Assignment:
Write each line exactly, from the line that holds "Exercise. Tag every instance of the blue jeans" through the final line of the material, and no other line.

###

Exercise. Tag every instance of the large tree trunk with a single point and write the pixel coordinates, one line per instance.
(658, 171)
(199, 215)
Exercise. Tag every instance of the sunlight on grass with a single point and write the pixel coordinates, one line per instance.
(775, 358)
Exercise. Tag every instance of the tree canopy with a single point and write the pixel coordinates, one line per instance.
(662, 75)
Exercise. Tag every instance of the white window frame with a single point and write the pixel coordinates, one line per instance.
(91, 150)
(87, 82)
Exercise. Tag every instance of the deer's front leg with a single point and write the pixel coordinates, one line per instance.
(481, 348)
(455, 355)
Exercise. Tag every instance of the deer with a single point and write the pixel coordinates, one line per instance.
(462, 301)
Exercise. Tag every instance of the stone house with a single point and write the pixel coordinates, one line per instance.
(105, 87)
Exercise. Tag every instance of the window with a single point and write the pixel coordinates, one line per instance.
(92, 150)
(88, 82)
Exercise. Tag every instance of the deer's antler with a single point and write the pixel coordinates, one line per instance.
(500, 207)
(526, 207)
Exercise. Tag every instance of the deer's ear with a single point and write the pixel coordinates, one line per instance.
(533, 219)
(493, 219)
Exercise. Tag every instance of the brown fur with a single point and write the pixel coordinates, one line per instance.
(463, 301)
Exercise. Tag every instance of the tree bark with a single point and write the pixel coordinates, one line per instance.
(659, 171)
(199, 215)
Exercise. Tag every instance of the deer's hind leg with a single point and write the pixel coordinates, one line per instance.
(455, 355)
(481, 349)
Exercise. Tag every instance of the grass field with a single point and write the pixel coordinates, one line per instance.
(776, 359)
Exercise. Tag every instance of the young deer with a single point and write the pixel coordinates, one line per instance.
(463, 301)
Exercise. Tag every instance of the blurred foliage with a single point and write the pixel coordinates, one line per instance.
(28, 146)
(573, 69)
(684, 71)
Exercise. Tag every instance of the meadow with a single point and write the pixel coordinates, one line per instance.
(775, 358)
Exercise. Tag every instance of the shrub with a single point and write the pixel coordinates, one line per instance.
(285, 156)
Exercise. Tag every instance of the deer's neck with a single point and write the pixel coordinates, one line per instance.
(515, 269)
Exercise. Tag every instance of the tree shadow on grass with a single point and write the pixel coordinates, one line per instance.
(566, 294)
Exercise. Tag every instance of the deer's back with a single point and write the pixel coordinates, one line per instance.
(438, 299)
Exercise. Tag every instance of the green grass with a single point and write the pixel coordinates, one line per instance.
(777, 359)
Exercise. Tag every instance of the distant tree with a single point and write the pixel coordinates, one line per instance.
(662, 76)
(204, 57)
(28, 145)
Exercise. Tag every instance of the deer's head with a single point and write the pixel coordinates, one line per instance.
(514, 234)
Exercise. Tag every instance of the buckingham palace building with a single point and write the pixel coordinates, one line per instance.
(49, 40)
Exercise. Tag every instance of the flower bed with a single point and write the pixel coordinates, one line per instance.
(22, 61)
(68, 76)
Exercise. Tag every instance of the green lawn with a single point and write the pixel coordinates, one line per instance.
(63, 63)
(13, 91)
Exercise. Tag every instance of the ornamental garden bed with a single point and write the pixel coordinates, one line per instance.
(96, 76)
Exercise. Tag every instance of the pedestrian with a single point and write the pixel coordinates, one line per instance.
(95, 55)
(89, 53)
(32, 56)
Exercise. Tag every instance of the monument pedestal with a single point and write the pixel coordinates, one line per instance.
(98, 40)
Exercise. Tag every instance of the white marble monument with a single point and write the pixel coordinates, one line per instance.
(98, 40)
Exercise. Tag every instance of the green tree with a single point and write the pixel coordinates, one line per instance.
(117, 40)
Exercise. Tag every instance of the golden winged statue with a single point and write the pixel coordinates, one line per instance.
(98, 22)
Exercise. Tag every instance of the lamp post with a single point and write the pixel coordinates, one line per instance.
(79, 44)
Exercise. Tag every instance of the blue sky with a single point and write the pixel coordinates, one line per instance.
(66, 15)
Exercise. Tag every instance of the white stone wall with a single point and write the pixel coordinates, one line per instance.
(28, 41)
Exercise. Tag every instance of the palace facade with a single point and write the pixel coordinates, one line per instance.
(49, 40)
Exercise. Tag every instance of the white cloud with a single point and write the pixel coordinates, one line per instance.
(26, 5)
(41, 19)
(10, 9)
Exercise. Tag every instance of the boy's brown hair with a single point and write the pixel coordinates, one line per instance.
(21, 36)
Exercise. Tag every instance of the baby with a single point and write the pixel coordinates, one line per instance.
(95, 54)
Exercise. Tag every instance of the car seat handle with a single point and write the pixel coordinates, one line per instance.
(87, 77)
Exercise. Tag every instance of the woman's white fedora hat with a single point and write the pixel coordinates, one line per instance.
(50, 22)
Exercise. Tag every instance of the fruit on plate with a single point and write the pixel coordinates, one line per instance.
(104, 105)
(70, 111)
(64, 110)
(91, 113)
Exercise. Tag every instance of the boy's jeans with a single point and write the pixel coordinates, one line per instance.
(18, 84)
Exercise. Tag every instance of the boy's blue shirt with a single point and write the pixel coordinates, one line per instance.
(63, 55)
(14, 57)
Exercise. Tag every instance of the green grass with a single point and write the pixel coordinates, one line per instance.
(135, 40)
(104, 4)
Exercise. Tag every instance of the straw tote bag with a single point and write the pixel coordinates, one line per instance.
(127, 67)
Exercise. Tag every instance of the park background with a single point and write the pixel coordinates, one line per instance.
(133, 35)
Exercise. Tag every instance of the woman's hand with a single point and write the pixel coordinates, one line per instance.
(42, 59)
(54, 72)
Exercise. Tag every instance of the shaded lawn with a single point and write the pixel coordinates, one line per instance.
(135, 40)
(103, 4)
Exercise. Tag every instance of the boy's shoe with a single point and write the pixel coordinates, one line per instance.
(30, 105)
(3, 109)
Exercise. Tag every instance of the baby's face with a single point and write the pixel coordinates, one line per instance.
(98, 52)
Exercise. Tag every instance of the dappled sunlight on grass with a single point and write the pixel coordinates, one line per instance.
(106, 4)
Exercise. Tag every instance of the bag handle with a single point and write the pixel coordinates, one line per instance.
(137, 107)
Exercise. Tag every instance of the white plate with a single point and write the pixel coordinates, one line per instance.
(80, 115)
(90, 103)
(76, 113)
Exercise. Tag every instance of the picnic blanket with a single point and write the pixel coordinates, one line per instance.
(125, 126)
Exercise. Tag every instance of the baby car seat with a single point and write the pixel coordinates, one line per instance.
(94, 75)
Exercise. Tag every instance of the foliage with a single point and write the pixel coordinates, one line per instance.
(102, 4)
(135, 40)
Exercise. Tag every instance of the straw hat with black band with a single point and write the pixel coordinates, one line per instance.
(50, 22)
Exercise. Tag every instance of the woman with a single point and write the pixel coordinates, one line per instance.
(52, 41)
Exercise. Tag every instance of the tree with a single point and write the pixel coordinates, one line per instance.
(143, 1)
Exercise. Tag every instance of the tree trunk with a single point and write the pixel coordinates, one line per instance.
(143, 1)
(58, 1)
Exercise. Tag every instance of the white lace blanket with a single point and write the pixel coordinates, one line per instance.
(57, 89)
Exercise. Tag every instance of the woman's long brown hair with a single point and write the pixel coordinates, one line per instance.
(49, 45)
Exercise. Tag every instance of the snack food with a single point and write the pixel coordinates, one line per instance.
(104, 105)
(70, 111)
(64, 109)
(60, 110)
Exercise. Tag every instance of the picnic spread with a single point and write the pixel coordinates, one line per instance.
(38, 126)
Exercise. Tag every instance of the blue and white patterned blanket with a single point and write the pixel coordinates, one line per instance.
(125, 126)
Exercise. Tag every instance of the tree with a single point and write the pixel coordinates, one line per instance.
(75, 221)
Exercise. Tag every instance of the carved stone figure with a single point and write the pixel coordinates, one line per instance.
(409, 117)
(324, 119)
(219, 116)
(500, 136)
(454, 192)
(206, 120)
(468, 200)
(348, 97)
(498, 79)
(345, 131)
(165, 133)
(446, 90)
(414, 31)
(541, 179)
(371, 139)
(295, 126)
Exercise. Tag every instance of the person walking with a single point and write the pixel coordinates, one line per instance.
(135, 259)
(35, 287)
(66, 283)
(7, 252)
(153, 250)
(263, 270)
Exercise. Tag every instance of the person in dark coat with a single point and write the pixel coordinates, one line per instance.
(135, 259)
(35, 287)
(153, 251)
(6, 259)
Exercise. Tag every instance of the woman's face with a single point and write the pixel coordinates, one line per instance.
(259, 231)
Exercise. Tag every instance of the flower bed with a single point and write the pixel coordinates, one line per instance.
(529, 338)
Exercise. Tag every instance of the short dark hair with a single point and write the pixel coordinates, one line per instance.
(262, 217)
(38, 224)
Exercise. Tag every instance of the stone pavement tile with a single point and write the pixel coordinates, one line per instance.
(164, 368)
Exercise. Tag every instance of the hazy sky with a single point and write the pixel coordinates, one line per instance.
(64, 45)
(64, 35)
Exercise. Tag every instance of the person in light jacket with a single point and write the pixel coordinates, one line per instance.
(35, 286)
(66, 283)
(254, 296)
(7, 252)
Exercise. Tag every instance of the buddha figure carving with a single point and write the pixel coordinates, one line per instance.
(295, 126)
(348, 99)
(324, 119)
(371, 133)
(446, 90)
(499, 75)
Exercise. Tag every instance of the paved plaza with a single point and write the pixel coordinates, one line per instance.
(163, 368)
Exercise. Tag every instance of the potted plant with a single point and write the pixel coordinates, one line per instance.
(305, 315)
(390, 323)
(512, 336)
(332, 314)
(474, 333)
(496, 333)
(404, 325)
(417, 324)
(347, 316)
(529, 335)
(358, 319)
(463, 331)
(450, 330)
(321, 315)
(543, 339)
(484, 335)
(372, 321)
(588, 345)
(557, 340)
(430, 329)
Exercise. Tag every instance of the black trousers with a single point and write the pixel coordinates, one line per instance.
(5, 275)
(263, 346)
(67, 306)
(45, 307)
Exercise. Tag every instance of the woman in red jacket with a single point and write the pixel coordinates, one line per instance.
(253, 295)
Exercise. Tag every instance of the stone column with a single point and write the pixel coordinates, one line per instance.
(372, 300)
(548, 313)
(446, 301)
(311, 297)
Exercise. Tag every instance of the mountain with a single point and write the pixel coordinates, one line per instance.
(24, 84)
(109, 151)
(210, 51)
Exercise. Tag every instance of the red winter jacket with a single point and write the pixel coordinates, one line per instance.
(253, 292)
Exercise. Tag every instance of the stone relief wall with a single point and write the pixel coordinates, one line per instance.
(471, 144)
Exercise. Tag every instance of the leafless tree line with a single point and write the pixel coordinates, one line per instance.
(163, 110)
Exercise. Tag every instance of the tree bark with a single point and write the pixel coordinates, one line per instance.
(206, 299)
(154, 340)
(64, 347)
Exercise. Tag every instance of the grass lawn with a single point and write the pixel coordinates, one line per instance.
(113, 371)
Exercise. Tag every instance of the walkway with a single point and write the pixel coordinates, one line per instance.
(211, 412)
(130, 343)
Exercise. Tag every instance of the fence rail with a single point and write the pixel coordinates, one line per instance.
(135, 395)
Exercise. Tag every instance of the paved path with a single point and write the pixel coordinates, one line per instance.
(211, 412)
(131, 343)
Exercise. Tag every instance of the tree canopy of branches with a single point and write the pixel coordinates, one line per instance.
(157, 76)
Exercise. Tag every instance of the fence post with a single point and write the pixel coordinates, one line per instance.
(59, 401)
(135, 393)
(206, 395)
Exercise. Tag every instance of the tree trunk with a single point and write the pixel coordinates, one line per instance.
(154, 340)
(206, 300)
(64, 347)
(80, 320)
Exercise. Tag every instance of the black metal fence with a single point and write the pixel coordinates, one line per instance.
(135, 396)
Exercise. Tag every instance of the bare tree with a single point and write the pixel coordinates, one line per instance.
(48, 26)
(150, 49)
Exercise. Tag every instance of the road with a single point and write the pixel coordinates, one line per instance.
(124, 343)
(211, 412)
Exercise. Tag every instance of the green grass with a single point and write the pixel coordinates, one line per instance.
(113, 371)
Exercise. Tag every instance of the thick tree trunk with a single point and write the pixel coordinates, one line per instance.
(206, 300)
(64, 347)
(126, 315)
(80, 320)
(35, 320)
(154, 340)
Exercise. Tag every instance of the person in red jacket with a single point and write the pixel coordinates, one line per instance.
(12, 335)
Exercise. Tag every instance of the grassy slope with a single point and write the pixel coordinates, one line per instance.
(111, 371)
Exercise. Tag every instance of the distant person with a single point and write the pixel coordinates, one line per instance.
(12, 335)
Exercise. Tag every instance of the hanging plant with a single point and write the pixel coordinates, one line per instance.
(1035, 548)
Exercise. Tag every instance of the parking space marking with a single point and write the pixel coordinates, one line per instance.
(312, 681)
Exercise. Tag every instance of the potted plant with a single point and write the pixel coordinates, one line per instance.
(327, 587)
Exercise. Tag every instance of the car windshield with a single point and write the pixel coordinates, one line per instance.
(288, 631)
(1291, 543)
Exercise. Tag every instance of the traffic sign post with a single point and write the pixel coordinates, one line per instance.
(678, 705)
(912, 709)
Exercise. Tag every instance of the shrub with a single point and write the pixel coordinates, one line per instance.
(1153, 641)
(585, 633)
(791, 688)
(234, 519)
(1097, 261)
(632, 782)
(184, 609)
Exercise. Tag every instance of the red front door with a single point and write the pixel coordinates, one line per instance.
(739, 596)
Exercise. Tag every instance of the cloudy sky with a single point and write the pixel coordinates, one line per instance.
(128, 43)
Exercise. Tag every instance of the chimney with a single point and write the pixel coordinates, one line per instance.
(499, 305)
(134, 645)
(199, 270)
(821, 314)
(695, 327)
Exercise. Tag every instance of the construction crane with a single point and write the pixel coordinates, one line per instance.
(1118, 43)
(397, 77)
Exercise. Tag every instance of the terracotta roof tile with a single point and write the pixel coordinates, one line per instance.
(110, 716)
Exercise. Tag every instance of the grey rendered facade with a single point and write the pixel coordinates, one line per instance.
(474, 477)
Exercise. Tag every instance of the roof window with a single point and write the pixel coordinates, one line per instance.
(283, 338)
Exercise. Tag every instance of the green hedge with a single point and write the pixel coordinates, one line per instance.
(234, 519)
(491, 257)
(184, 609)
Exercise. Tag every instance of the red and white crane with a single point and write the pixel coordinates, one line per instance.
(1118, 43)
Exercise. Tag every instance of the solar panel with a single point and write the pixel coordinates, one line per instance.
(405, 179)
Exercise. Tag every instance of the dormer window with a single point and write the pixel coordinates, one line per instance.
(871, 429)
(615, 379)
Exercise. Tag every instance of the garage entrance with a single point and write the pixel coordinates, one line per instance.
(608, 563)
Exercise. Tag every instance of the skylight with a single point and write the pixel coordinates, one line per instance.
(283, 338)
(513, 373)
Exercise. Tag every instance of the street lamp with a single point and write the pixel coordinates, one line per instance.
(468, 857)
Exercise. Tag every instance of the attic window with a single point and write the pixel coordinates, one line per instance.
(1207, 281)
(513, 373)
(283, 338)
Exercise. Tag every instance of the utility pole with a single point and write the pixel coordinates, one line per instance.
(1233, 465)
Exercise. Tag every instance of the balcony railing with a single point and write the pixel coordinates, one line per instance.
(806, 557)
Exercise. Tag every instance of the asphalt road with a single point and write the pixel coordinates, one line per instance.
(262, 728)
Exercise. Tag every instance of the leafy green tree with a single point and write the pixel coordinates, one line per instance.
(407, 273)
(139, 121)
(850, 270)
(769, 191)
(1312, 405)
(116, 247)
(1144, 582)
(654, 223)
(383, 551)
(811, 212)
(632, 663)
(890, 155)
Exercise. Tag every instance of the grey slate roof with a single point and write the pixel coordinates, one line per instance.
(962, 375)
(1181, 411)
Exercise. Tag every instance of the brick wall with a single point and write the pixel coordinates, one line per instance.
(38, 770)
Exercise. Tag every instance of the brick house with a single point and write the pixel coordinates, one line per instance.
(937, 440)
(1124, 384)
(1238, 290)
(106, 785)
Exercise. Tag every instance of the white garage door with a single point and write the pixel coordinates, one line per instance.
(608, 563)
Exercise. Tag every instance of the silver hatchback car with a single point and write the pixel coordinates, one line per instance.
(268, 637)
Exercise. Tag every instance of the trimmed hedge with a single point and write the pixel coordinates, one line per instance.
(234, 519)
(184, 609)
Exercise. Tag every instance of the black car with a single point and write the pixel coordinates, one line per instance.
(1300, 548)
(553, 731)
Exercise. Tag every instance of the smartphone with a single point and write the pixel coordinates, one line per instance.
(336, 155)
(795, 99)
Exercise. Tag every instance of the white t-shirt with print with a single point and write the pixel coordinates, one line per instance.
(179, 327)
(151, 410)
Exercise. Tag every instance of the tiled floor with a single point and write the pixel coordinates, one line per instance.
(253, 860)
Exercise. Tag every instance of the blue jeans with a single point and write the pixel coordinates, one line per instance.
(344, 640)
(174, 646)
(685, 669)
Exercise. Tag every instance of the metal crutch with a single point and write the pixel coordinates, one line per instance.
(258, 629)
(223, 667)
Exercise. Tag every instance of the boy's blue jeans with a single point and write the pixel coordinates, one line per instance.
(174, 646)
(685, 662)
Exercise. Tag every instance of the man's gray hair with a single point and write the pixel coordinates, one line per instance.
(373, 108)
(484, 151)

###

Task output:
Exercise. Tag every instance of the blue jeans with a single point and write the pixel coordinates, one line per instance.
(344, 640)
(174, 646)
(685, 669)
Exercise. Tag every instance of the metal crutch with a single point and write the pixel coordinates, one line per instance.
(258, 629)
(223, 667)
Exercise. Tag every instance of the boy's blue jeans with a single point and write the pixel coordinates, one line per instance.
(174, 646)
(685, 662)
Exercise. Tag every instance of the man's gray hair with a single point and write the pixel coordinates, one line per instance.
(373, 108)
(484, 151)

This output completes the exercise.